▸ Text section:
[Start of Attachment]
Take Psalm 13 " How much longer O lord? Wilt thou forget me for ever?    Or  here's Jeremiah " Why did I come from the womb to see only sorrow and toil to end my days in shame?    
"  God's onslaughts wear me down ",  laments Job.  
 Our Church needs to let doubts and uncertainties surface.   It's Ok; it's Biblical,  and may be courageous to doubt.   Most famously and poignantly Jesus himself on the cross   "My God,  My God why have you forsaken me? 
"Except I shall see in his hands the print of the nails....and put my hand into his side, I will not believe. "
That's not doubt, however, that's disbelief.    Now here's a footnote in history for you.  The rather euphemistic  phrase "doubting" Thomas was,  I discover, a phrase coined by a Victorian parson in 1877 and was then picked up by Harper's magazine 5 years later. . So for nearly 130 years we've been led astray.  But even before that Mrs Gaskell, the Victorian writer wrote in one of her novels about "unbelieving"  Thomas.
[End of Attachment]
▸ The task: In the text on doubt, could you copy out the stretch from "Take Psalm 13" through "days in shame?" and substitute "grief" for "sorrow"? The items that follow come from a separate source.

▸ Extracted records:
[Start of Attachment]
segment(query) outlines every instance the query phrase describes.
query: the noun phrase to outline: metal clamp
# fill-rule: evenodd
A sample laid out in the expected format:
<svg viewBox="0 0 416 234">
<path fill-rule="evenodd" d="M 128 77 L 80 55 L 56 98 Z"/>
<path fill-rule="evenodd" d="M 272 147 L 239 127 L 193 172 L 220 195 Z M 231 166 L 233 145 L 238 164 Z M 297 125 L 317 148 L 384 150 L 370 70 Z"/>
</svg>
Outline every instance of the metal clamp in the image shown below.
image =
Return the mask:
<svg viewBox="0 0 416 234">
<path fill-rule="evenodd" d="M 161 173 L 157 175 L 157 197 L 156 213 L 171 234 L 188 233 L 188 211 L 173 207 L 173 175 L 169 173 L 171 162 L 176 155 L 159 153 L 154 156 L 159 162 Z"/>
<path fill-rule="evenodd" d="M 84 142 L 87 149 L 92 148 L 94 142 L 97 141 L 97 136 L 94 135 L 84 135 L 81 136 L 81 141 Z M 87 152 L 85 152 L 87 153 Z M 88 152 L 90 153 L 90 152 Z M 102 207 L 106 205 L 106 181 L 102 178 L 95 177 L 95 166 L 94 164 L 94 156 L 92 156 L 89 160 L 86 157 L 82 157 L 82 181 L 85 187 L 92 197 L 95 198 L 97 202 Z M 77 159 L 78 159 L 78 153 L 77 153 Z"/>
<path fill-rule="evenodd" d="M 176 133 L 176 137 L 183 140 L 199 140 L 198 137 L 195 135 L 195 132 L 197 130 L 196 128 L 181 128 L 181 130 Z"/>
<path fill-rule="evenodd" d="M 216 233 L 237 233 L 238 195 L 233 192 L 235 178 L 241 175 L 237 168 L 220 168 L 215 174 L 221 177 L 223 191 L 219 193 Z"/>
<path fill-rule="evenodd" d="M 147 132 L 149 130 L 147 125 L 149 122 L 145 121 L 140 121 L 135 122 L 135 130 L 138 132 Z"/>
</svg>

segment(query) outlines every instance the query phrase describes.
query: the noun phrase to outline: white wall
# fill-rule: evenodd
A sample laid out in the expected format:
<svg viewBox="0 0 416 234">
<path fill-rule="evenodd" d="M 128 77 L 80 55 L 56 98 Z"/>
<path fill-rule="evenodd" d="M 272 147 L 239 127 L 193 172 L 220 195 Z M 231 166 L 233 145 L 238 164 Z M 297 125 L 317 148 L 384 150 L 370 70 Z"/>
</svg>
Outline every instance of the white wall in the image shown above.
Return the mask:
[End of Attachment]
▸ Exercise result:
Take Psalm 13 " How much longer O lord? Wilt thou forget me for ever?    Or  here's Jeremiah " Why did I come from the womb to see only grief and toil to end my days in shame?